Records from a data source
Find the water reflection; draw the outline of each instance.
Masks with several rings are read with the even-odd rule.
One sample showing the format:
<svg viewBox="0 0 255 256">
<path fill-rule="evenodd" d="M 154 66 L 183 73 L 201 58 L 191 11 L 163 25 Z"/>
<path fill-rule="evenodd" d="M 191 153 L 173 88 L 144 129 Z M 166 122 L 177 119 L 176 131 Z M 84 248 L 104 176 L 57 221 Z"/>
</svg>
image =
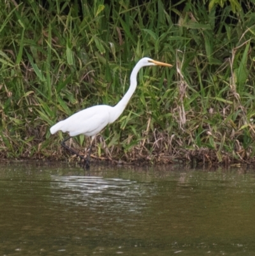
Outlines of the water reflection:
<svg viewBox="0 0 255 256">
<path fill-rule="evenodd" d="M 54 200 L 64 204 L 98 209 L 110 205 L 112 211 L 139 213 L 145 202 L 145 187 L 135 181 L 97 176 L 52 176 Z M 59 196 L 58 196 L 59 195 Z M 104 209 L 105 211 L 105 209 Z"/>
<path fill-rule="evenodd" d="M 3 165 L 0 253 L 252 255 L 254 172 Z"/>
</svg>

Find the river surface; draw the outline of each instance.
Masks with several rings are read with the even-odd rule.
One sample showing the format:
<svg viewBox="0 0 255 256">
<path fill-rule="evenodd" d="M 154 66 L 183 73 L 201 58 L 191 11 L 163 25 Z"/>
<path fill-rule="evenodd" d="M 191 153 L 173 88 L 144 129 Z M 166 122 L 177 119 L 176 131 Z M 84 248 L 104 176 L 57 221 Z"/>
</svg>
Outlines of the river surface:
<svg viewBox="0 0 255 256">
<path fill-rule="evenodd" d="M 0 165 L 0 255 L 255 255 L 255 169 Z"/>
</svg>

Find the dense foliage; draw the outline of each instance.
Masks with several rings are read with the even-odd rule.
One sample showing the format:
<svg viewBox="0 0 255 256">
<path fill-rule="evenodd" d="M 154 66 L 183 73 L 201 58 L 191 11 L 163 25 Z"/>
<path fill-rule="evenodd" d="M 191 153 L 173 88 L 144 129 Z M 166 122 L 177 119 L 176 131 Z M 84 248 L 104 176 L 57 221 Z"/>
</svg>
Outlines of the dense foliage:
<svg viewBox="0 0 255 256">
<path fill-rule="evenodd" d="M 2 1 L 1 155 L 64 157 L 64 135 L 51 136 L 50 126 L 114 105 L 135 63 L 149 56 L 174 67 L 140 72 L 94 157 L 254 161 L 255 6 L 219 2 Z M 78 136 L 72 146 L 85 153 L 89 140 Z"/>
</svg>

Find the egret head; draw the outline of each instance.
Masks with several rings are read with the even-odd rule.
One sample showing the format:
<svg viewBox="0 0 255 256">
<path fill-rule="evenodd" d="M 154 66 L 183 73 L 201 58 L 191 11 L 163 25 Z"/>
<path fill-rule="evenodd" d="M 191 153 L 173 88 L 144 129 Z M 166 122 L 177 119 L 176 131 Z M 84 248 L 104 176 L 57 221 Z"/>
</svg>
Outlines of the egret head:
<svg viewBox="0 0 255 256">
<path fill-rule="evenodd" d="M 138 63 L 141 65 L 141 66 L 164 66 L 169 67 L 173 66 L 173 65 L 171 65 L 171 64 L 154 61 L 154 59 L 147 57 L 141 59 L 137 64 Z"/>
</svg>

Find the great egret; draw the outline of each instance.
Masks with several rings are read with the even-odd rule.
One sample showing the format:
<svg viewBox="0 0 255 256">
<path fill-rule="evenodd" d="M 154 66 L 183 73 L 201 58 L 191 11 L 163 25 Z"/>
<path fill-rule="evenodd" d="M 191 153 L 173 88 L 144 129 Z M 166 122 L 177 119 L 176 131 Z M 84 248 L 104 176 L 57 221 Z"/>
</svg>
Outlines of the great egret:
<svg viewBox="0 0 255 256">
<path fill-rule="evenodd" d="M 86 169 L 89 168 L 92 142 L 96 134 L 100 132 L 108 124 L 113 123 L 121 115 L 136 88 L 137 73 L 142 67 L 147 66 L 171 67 L 173 65 L 156 61 L 149 57 L 141 59 L 132 71 L 129 89 L 116 105 L 112 107 L 107 105 L 98 105 L 89 107 L 57 123 L 50 128 L 52 134 L 54 134 L 58 131 L 69 133 L 69 137 L 62 141 L 61 146 L 82 158 L 84 160 L 84 165 L 86 164 Z M 71 137 L 80 134 L 91 137 L 91 146 L 87 158 L 80 156 L 65 144 L 65 142 Z"/>
</svg>

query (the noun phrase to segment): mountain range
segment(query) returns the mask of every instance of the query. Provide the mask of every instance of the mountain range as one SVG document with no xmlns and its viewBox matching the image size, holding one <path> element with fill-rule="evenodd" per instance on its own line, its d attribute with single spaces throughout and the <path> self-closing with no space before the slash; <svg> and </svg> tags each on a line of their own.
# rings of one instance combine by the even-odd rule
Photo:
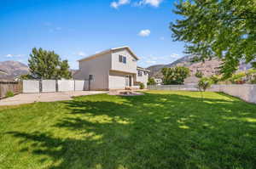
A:
<svg viewBox="0 0 256 169">
<path fill-rule="evenodd" d="M 73 75 L 77 70 L 70 70 L 70 71 Z M 14 80 L 28 73 L 28 66 L 21 62 L 13 60 L 0 62 L 0 80 Z"/>
<path fill-rule="evenodd" d="M 184 56 L 176 61 L 167 65 L 154 65 L 148 67 L 150 70 L 150 77 L 161 77 L 160 70 L 164 67 L 175 67 L 175 66 L 185 66 L 189 68 L 191 75 L 195 75 L 196 71 L 201 71 L 204 76 L 209 76 L 218 73 L 218 67 L 221 65 L 221 61 L 218 59 L 206 61 L 205 63 L 197 62 L 191 63 L 192 56 Z M 245 70 L 250 69 L 251 65 L 248 64 L 241 64 L 239 70 Z M 76 70 L 70 70 L 72 74 Z M 20 75 L 26 75 L 29 73 L 29 69 L 26 65 L 18 61 L 3 61 L 0 62 L 0 80 L 13 80 L 14 78 L 20 76 Z"/>
<path fill-rule="evenodd" d="M 184 56 L 181 59 L 177 59 L 176 61 L 168 64 L 168 65 L 155 65 L 148 67 L 147 69 L 150 70 L 149 76 L 150 77 L 161 77 L 161 69 L 166 67 L 175 67 L 175 66 L 185 66 L 190 70 L 191 76 L 195 76 L 195 74 L 197 71 L 201 71 L 206 76 L 210 76 L 212 75 L 216 75 L 219 73 L 219 66 L 221 65 L 222 62 L 214 58 L 212 60 L 207 60 L 203 62 L 195 62 L 192 63 L 191 59 L 193 56 L 188 55 Z M 252 66 L 250 64 L 241 63 L 239 66 L 239 70 L 246 70 L 250 69 Z"/>
<path fill-rule="evenodd" d="M 28 67 L 18 61 L 0 62 L 0 79 L 13 80 L 20 75 L 28 74 Z"/>
</svg>

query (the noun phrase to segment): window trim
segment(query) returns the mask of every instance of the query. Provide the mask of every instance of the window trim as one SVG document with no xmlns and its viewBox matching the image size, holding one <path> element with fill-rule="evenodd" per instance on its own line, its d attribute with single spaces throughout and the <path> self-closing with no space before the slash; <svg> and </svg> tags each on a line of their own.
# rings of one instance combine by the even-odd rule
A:
<svg viewBox="0 0 256 169">
<path fill-rule="evenodd" d="M 122 54 L 119 54 L 119 61 L 120 63 L 126 64 L 127 63 L 127 57 L 124 56 Z"/>
</svg>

▶ _REQUIRED WORK_
Reproduce every line exactly and omit all pictures.

▶ _RESULT OF THE TASK_
Find the water reflection; draw the outline of each instance.
Masks with several rings are read with the even-odd rule.
One sample showing the format:
<svg viewBox="0 0 255 256">
<path fill-rule="evenodd" d="M 154 66 L 183 73 L 201 58 L 191 11 L 163 25 Z"/>
<path fill-rule="evenodd" d="M 191 153 L 173 88 L 144 129 Z M 166 122 L 177 119 L 176 131 Z M 84 248 L 104 176 L 57 221 Z"/>
</svg>
image =
Outlines of the water reflection:
<svg viewBox="0 0 255 256">
<path fill-rule="evenodd" d="M 54 200 L 64 204 L 98 209 L 110 205 L 112 211 L 139 213 L 145 202 L 145 187 L 135 181 L 97 176 L 52 176 Z M 59 196 L 58 196 L 59 195 Z M 104 209 L 105 211 L 105 209 Z"/>
<path fill-rule="evenodd" d="M 3 165 L 0 253 L 252 255 L 254 172 Z"/>
</svg>

Find the river surface; draw the outline of each instance.
Masks with several rings are read with the even-odd rule.
One sample showing the format:
<svg viewBox="0 0 255 256">
<path fill-rule="evenodd" d="M 154 66 L 183 73 L 201 58 L 191 11 L 163 25 Z"/>
<path fill-rule="evenodd" d="M 191 153 L 173 88 L 144 129 Z M 166 122 L 177 119 L 176 131 Z M 84 248 L 104 176 L 57 221 Z"/>
</svg>
Outlines of the river surface:
<svg viewBox="0 0 255 256">
<path fill-rule="evenodd" d="M 0 165 L 0 255 L 255 255 L 255 169 Z"/>
</svg>

Find the dense foliage; draw the outline of each instance.
Masks with several rings are read with the even-odd rule.
One sample showing the format:
<svg viewBox="0 0 255 256">
<path fill-rule="evenodd" d="M 154 66 L 183 73 L 201 58 L 191 11 L 163 25 Z"/>
<path fill-rule="evenodd" d="M 191 153 L 173 88 L 144 129 Z M 166 122 L 177 119 L 176 131 Z M 84 248 L 104 176 L 57 221 Z"/>
</svg>
Outlines of the dense foliage:
<svg viewBox="0 0 255 256">
<path fill-rule="evenodd" d="M 2 1 L 1 155 L 64 157 L 64 135 L 51 136 L 50 126 L 114 105 L 135 63 L 149 56 L 174 67 L 140 72 L 94 157 L 254 161 L 255 6 L 219 2 Z M 78 136 L 72 146 L 85 153 L 89 140 Z"/>
</svg>

Find the egret head; draw the outline of each instance.
Masks with several rings are read with the even-odd rule.
One sample showing the format:
<svg viewBox="0 0 255 256">
<path fill-rule="evenodd" d="M 154 66 L 183 73 L 201 58 L 191 11 L 163 25 Z"/>
<path fill-rule="evenodd" d="M 191 153 L 173 88 L 144 129 Z M 166 122 L 177 119 L 176 131 Z M 84 248 L 104 176 L 57 221 Z"/>
</svg>
Outlines of the egret head:
<svg viewBox="0 0 255 256">
<path fill-rule="evenodd" d="M 138 63 L 141 65 L 141 66 L 164 66 L 169 67 L 173 66 L 173 65 L 171 65 L 171 64 L 154 61 L 154 59 L 147 57 L 141 59 L 137 64 Z"/>
</svg>

Find the great egret; draw the outline of each instance.
Masks with several rings are read with the even-odd rule.
One sample showing the format:
<svg viewBox="0 0 255 256">
<path fill-rule="evenodd" d="M 154 66 L 183 73 L 201 58 L 191 11 L 163 25 Z"/>
<path fill-rule="evenodd" d="M 191 153 L 173 88 L 144 129 Z M 166 122 L 177 119 L 176 131 Z M 84 248 L 104 176 L 57 221 Z"/>
</svg>
Outlines of the great egret:
<svg viewBox="0 0 255 256">
<path fill-rule="evenodd" d="M 86 169 L 89 168 L 92 142 L 96 134 L 100 132 L 108 124 L 113 123 L 121 115 L 136 88 L 137 73 L 142 67 L 147 66 L 171 67 L 173 65 L 156 61 L 149 57 L 141 59 L 132 71 L 129 89 L 116 105 L 112 107 L 107 105 L 98 105 L 89 107 L 57 123 L 50 128 L 52 134 L 54 134 L 58 131 L 69 133 L 69 137 L 62 141 L 61 146 L 82 158 L 84 160 L 84 165 L 86 164 Z M 71 137 L 80 134 L 91 137 L 91 146 L 87 158 L 80 156 L 65 144 L 65 142 Z"/>
</svg>

query (the noun phrase to segment): mountain range
segment(query) returns the mask of every instance of the query. Provide the mask of every instance of the mountain range as one SVG document with no xmlns and its viewBox matching the image size, holding one <path> element with fill-rule="evenodd" per instance on its own line, its d attribute with single spaces throughout and the <path> self-closing with no space before the slash; <svg> and </svg> tags each on a line of their own.
# rings of one instance combine by the even-odd rule
Photo:
A:
<svg viewBox="0 0 256 169">
<path fill-rule="evenodd" d="M 73 75 L 77 70 L 70 70 L 70 71 Z M 14 80 L 28 73 L 28 66 L 21 62 L 13 60 L 0 62 L 0 80 Z"/>
<path fill-rule="evenodd" d="M 184 56 L 176 61 L 167 65 L 154 65 L 148 67 L 150 70 L 150 77 L 161 77 L 160 70 L 164 67 L 175 67 L 175 66 L 185 66 L 189 68 L 191 75 L 195 75 L 196 71 L 201 71 L 204 76 L 209 76 L 218 73 L 218 67 L 221 65 L 221 61 L 218 59 L 206 61 L 205 63 L 197 62 L 191 63 L 192 56 Z M 245 70 L 250 69 L 251 65 L 248 64 L 241 64 L 239 70 Z M 76 70 L 70 70 L 72 74 Z M 20 75 L 26 75 L 29 73 L 29 69 L 26 65 L 18 61 L 3 61 L 0 62 L 0 80 L 13 80 L 14 78 L 20 76 Z"/>
<path fill-rule="evenodd" d="M 184 56 L 181 59 L 177 59 L 176 61 L 168 64 L 168 65 L 155 65 L 148 67 L 147 69 L 150 70 L 149 76 L 150 77 L 161 77 L 161 69 L 166 67 L 175 67 L 175 66 L 185 66 L 190 70 L 191 76 L 195 76 L 195 74 L 197 71 L 201 71 L 206 76 L 210 76 L 212 75 L 216 75 L 219 73 L 219 66 L 221 65 L 222 62 L 214 58 L 212 60 L 207 60 L 203 62 L 195 62 L 192 63 L 191 59 L 193 56 L 188 55 Z M 252 66 L 250 64 L 241 63 L 239 66 L 239 70 L 246 70 L 250 69 Z"/>
<path fill-rule="evenodd" d="M 28 67 L 18 61 L 0 62 L 0 79 L 13 80 L 20 75 L 28 74 Z"/>
</svg>

query (the noun phrase to segment): window trim
segment(query) returns the mask of every instance of the query. Provide the mask of every instance of the window trim as one SVG document with no xmlns and its viewBox matching the image size, holding one <path> element with fill-rule="evenodd" per instance on its own line, its d attribute with single spaces throughout and the <path> self-closing with no space before the slash; <svg> and </svg> tags each on a line of their own.
# rings of one instance combine by the even-odd rule
A:
<svg viewBox="0 0 256 169">
<path fill-rule="evenodd" d="M 122 54 L 119 54 L 119 61 L 120 63 L 126 64 L 127 63 L 127 57 L 124 56 Z"/>
</svg>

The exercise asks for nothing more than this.